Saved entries
%%

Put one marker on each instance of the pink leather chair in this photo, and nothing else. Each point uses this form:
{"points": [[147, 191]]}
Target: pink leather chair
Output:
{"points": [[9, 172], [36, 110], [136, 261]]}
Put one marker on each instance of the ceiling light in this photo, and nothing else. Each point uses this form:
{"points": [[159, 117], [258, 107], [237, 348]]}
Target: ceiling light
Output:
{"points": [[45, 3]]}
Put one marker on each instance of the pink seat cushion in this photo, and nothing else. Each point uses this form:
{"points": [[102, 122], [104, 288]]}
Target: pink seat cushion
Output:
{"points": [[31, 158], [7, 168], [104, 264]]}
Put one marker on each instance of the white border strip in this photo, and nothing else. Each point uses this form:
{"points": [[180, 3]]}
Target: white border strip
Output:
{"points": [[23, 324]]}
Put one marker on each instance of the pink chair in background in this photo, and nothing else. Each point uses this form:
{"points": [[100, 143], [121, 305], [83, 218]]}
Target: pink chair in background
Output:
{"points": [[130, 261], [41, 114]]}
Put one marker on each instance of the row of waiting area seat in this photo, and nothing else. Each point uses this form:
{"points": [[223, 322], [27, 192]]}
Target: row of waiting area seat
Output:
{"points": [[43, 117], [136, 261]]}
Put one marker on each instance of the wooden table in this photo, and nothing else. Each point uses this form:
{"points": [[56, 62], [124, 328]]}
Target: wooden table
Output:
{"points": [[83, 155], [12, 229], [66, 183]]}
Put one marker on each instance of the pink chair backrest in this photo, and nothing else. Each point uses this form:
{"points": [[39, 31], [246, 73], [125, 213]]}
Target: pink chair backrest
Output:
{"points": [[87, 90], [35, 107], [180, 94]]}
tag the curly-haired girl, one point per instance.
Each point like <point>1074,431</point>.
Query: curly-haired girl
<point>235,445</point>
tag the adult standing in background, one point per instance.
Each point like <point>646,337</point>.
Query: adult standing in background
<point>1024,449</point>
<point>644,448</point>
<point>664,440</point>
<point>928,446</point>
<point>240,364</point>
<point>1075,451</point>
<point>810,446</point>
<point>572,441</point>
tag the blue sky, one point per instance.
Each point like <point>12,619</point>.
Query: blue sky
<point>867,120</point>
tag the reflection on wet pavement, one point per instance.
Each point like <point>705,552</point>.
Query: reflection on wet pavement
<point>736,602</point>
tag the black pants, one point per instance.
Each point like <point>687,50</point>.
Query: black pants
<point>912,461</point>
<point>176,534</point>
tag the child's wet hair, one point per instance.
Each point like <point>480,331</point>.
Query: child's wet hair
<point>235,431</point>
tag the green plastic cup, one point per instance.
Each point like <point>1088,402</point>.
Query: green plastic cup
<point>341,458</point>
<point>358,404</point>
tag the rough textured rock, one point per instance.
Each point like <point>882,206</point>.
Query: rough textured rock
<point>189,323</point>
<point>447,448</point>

%%

Work item
What lines in the data include the string "strip"? Copy each one.

Response for this exercise
Put one marker on each instance of the white border strip in this photo, and nothing else. Each point uses this form:
Target: white border strip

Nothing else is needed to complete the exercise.